== Text ==
Figueroa’s wheelchair was damaged while traveling over the summer, and the replacement wheelchair provided did not properly support her needs. For people without mobility challenges, this might not seem like a big deal. Still, for Figueroa, who had particular physical support and mobility requirements, it was literally a matter of life and death.  

An ABC News article from July described how Figueroa’s $30,000 wheelchair was severely damaged in the cargo hold of a United Airlines flight. At the time, Figueroa said it took two months to replace the wheelchair. For Figueroa, the device allowed greater independence that was not provided by the loaner chair.  

The organization Hand in Hand explained Figueroa’s ordeal in a detailed blog post. Hand in Hand also launched a petition demanding United airlines end damage to wheelchairs and assistive devices.  

Read more from Hand in Hand below about the demand and what happened due to United’s carelessness. 

While Engracia did not ask for this fight against United, she felt she had a duty to bring awareness to this pervasive issue in the airline industry. On average, airlines damage or destroy 29 wheelchairs per day. As Engracia’s story shows, the consequences of this ableism and mistreatment are devastating.   

Engracia said in multiple interviews, “Mobility devices are an extension of our bodies. When they are damaged or destroyed, we become re-disabled. Until the airlines learn how to treat our devices with the care and respect they deserve, flying remains inaccessible.”  

Ultimately, United Airlines agreed to fully replace Engracia’s chair valued at $30,000. However, the months in which they fought against the replacement took a toll on her body.  

While fighting with United to replace her chair, Engracia was forced to use a loaner chair that was not properly fitted to Engracia’s body.  This further exacerbated her pressure sore and caused muscle spasms, severe edema, and an inability to eat, as well as two additional hospitalizations.  The sore became infected and the infection eventually reached her hip bone, requiring emergency surgery to remove the infected bone and tissue.  Engracia passed away in the morning on Sunday, October 31st, 2021.

== What you need to do ==
1. According to the passage on Figueroa's wheelchair, where was her $30,000 wheelchair severely damaged?
2. Reproduce a section of the passage on Figueroa's wheelchair: begin at the words "Figueroa’s wheelchair was" and stop after "life and death.".

[Stored items]

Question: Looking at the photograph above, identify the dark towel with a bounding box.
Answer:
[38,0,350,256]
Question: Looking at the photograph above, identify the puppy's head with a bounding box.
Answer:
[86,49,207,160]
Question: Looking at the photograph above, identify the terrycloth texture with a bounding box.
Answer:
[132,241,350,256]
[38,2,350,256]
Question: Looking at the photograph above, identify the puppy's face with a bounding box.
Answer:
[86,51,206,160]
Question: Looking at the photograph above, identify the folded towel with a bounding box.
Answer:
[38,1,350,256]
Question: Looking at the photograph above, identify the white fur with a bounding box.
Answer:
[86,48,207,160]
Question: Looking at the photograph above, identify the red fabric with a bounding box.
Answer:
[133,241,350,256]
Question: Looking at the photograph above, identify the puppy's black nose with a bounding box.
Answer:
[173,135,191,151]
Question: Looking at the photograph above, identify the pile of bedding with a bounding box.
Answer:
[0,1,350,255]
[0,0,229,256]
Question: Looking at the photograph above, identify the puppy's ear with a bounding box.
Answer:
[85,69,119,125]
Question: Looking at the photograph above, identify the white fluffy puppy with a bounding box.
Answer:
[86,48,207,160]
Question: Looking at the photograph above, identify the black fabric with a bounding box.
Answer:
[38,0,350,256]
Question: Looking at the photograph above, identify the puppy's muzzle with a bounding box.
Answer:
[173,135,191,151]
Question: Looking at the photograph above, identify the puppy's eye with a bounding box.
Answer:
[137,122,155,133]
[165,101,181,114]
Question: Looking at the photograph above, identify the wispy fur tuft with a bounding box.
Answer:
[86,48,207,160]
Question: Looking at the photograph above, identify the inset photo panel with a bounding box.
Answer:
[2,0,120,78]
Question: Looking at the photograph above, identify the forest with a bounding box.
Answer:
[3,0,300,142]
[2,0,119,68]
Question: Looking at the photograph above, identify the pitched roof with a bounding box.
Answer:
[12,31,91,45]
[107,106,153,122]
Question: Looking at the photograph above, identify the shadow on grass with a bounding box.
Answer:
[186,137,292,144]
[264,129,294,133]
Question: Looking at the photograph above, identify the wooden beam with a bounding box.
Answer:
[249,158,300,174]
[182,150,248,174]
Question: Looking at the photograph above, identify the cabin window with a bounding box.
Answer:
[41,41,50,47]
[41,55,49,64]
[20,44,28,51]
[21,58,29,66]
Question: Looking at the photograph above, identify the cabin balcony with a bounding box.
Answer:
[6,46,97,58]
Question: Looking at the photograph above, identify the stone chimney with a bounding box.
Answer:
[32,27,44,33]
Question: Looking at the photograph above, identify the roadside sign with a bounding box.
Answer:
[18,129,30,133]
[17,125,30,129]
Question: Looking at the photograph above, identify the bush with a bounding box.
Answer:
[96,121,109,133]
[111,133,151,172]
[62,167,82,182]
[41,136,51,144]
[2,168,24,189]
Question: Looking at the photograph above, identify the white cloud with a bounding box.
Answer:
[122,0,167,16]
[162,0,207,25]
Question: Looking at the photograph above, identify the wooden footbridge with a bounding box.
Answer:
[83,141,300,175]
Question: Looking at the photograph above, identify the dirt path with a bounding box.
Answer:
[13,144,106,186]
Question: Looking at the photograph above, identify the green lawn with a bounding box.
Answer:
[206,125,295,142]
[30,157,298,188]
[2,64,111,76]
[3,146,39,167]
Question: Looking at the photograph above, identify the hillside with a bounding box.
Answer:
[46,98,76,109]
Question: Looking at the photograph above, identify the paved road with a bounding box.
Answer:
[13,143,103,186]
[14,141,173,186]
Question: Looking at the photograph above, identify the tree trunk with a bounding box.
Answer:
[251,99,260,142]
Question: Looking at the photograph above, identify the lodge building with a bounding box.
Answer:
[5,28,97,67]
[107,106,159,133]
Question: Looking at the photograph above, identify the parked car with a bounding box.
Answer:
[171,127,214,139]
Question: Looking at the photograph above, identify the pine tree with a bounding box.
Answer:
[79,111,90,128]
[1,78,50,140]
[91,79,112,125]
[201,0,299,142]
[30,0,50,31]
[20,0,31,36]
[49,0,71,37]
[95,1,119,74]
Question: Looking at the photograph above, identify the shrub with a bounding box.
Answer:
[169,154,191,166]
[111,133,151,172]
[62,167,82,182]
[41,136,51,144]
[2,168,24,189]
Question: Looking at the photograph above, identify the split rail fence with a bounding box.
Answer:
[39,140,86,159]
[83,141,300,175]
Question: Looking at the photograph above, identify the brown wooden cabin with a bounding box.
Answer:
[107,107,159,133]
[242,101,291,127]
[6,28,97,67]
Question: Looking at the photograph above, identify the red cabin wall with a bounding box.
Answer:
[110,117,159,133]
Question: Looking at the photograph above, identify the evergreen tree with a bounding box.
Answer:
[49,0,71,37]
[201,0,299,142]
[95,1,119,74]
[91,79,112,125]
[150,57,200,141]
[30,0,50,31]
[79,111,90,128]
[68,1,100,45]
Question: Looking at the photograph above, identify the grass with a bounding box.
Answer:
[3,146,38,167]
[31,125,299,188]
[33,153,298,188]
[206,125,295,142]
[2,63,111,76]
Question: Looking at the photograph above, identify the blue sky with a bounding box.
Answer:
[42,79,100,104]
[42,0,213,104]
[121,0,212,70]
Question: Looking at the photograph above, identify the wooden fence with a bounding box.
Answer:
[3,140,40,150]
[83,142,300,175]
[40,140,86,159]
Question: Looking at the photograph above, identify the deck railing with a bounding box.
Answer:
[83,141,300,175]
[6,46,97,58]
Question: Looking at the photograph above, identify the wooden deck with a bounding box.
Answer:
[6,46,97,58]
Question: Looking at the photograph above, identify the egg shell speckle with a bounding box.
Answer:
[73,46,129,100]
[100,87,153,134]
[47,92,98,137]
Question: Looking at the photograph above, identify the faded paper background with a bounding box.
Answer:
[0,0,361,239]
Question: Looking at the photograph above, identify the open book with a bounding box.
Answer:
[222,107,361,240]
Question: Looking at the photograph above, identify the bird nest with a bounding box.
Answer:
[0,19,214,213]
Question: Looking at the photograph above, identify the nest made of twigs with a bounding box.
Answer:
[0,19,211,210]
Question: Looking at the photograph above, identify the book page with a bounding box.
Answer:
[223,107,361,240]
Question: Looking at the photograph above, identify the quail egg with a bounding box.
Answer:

== Outputs for the tasks ==
1. In the cargo hold of a United Airlines flight.

2.
Figueroa’s wheelchair was damaged while traveling over the summer, and the replacement wheelchair provided did not properly support her needs. For people without mobility challenges, this might not seem like a big deal. Still, for Figueroa, who had particular physical support and mobility requirements, it was literally a matter of life and death.